■ **WHAT TO DO**
Reproduce the listing below, swapping every "photo" for "image" and changing nothing else. Leave the pictures out.

━━━━━━

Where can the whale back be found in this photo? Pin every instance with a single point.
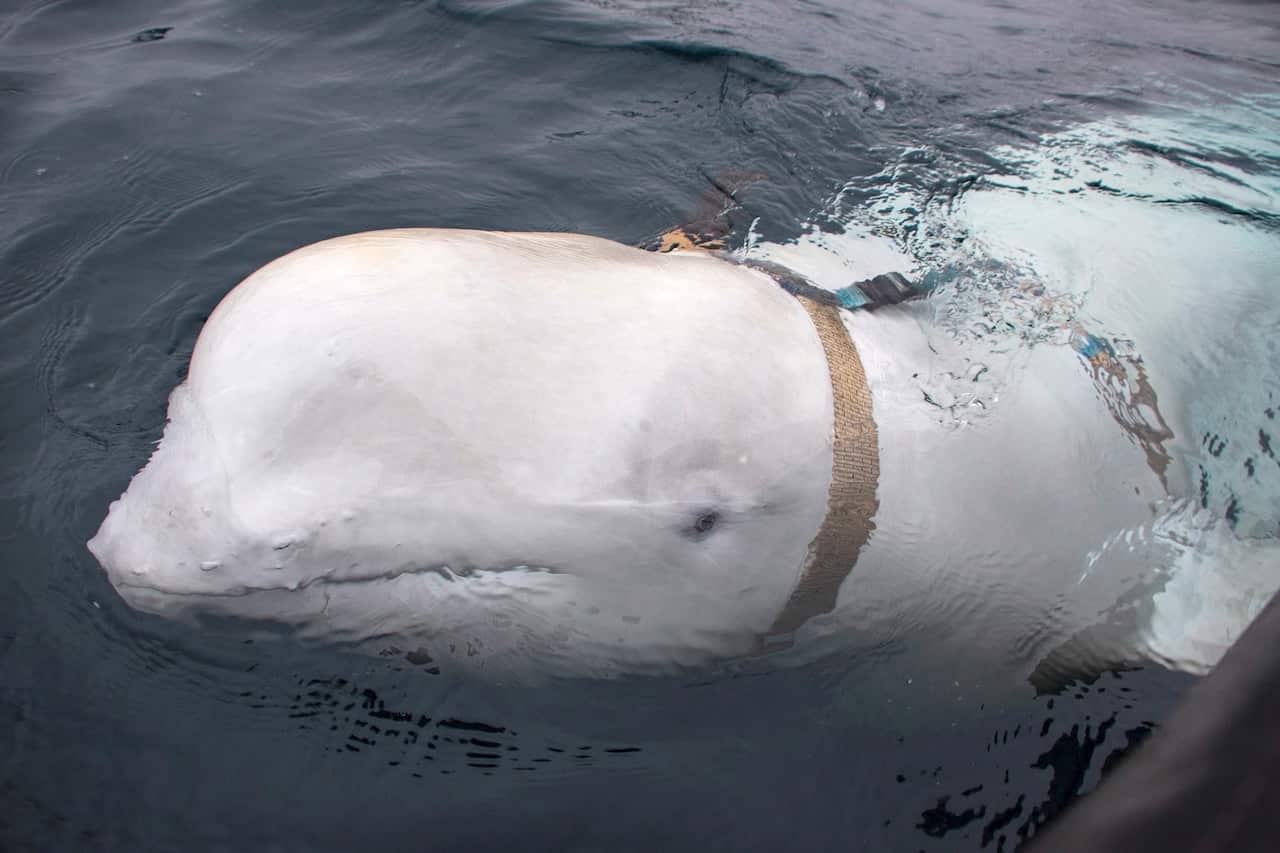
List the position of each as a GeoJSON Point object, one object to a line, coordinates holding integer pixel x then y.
{"type": "Point", "coordinates": [649, 434]}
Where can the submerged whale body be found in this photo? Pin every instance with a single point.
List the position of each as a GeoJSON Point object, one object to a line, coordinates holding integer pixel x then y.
{"type": "Point", "coordinates": [554, 454]}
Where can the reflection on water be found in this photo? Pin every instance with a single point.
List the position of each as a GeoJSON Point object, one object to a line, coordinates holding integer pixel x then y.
{"type": "Point", "coordinates": [1093, 197]}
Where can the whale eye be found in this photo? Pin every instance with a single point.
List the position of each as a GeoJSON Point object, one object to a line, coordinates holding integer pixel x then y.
{"type": "Point", "coordinates": [704, 523]}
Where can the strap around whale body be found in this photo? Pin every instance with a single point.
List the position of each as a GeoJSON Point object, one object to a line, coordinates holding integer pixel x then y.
{"type": "Point", "coordinates": [851, 501]}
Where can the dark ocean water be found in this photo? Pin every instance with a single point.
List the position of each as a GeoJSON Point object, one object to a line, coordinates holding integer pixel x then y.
{"type": "Point", "coordinates": [154, 154]}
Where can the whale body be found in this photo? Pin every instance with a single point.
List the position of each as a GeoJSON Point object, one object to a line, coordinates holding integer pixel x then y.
{"type": "Point", "coordinates": [557, 454]}
{"type": "Point", "coordinates": [480, 437]}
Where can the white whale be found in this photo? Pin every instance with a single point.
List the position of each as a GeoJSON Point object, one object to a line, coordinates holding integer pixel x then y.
{"type": "Point", "coordinates": [554, 454]}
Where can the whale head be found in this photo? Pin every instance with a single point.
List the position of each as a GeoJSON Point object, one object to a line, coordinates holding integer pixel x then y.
{"type": "Point", "coordinates": [543, 450]}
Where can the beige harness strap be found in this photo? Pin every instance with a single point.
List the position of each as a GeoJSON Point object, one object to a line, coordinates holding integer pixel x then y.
{"type": "Point", "coordinates": [855, 471]}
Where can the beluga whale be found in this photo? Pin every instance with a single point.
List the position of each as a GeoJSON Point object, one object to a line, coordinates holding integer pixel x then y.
{"type": "Point", "coordinates": [556, 455]}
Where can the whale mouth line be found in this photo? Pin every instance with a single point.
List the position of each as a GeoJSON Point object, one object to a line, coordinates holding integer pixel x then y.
{"type": "Point", "coordinates": [327, 580]}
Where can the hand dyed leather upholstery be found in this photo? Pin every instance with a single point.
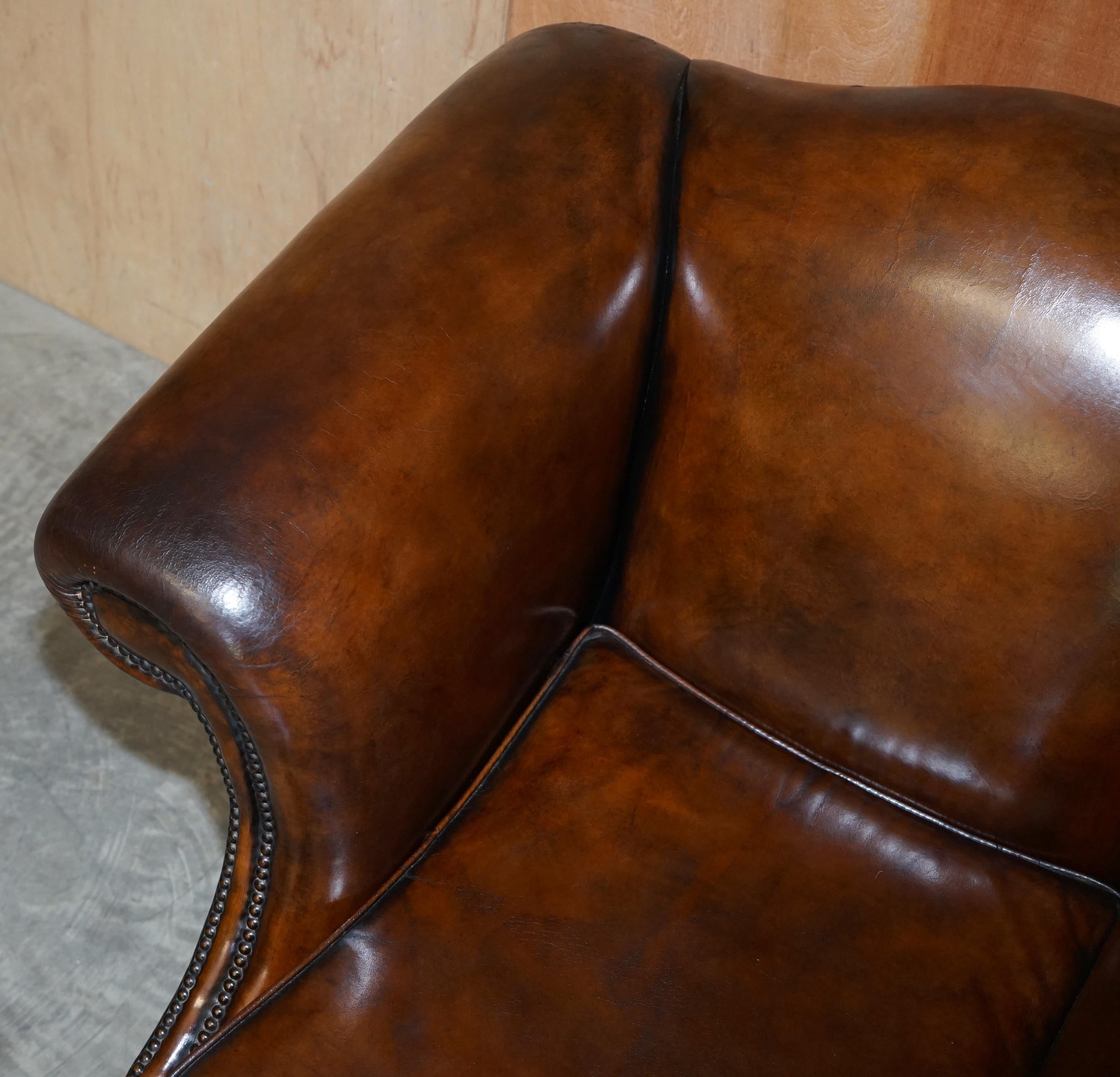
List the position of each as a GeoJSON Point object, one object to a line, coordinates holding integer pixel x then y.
{"type": "Point", "coordinates": [812, 396]}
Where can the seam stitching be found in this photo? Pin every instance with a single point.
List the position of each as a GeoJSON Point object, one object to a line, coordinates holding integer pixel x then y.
{"type": "Point", "coordinates": [505, 746]}
{"type": "Point", "coordinates": [644, 421]}
{"type": "Point", "coordinates": [837, 772]}
{"type": "Point", "coordinates": [81, 602]}
{"type": "Point", "coordinates": [519, 731]}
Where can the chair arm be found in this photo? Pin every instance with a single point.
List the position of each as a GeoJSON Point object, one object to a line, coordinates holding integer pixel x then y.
{"type": "Point", "coordinates": [360, 519]}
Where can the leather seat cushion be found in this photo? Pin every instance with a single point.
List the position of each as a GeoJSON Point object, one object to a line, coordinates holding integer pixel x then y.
{"type": "Point", "coordinates": [642, 884]}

━━━━━━

■ **WRITTEN ANSWER**
Where can the whale back be found in this image? Pin every instance with a single point.
List the position of each as a GeoJSON Point object, one object to a line, coordinates holding integer pixel x then y.
{"type": "Point", "coordinates": [649, 434]}
Where can the submerged whale body be found in this image? Pin every instance with a single point.
List the position of each as a GeoJSON Point object, one object to a line, coordinates holding integer pixel x then y.
{"type": "Point", "coordinates": [554, 454]}
Where can the reflection on water be found in this image? Pin every instance with a single point.
List the position of each as a GeoJSON Point object, one object to a line, coordinates holding integer pixel x then y.
{"type": "Point", "coordinates": [1093, 197]}
Where can the whale eye be found in this image? Pin every instance with a single point.
List the position of each as a GeoJSON Point object, one object to a line, coordinates holding integer pixel x then y.
{"type": "Point", "coordinates": [704, 523]}
Where can the strap around whale body be found in this image? Pin every instance with a single point.
List the position of each as a GeoJSON Point object, one object to a line, coordinates holding integer pixel x then y.
{"type": "Point", "coordinates": [851, 501]}
Where can the dark ocean water be found in this image? Pin every instance with a single point.
List the position of each as a GeoJSON Point object, one object to a line, coordinates holding integer pixel x then y.
{"type": "Point", "coordinates": [154, 154]}
Where can the whale body be found in this image? Pin every instance with a single point.
List the position of each as a GeoJSON Point object, one object to a line, coordinates holding integer pixel x then y.
{"type": "Point", "coordinates": [557, 454]}
{"type": "Point", "coordinates": [480, 437]}
Where can the white whale be found in this image? Pin every instance with a single point.
List the position of each as a GeoJSON Point object, one object to a line, coordinates holding integer pixel x then y.
{"type": "Point", "coordinates": [554, 454]}
Where can the whale head be found in this image? Pin every instance with a single point.
List the position of each as a GeoJSON Point object, one object to a line, coordinates holding integer pixel x then y.
{"type": "Point", "coordinates": [543, 450]}
Where can the beige harness strap be found in this image? Pin every instance with a single point.
List the position of each as a GeoJSON Point object, one object to a line, coordinates holding integer pixel x then y.
{"type": "Point", "coordinates": [855, 471]}
Where can the beluga whale be found in this image? Pin every instance with a single point.
List the position of each as a GeoJSON Point object, one object to a line, coordinates holding integer pixel x then y.
{"type": "Point", "coordinates": [556, 455]}
Where can the whale mouth line be found in this image? Pin every instance with a single point.
List the position of each as a GeoJSON Point object, one object to a line, coordinates holding integer pixel x then y.
{"type": "Point", "coordinates": [327, 580]}
Where can the hand dyed leather upholstery be found in this image? Pin every instance with a single point.
List the position of each as a GeoJSON Point object, one object to a line, coordinates holding integer pixel x then y.
{"type": "Point", "coordinates": [812, 396]}
Where can the seam stitching be found in this image? Pin every instance with a single point.
List the position of each as a GeoJSON Point object, one object to a line, coordinates holding integer pixel x then y.
{"type": "Point", "coordinates": [505, 746]}
{"type": "Point", "coordinates": [644, 421]}
{"type": "Point", "coordinates": [837, 772]}
{"type": "Point", "coordinates": [81, 602]}
{"type": "Point", "coordinates": [519, 731]}
Where can the chair arm be found in this image? Pin every instance with a single point.
List the position of each as a GeoJSON Point object, one object to a line, coordinates holding integer pixel x then y.
{"type": "Point", "coordinates": [360, 519]}
Where can the leather seat cushion be found in this image? Pin every instance with a single point.
List the position of each as a GeoJSON Point object, one object to a line, coordinates holding integer pixel x then y.
{"type": "Point", "coordinates": [642, 884]}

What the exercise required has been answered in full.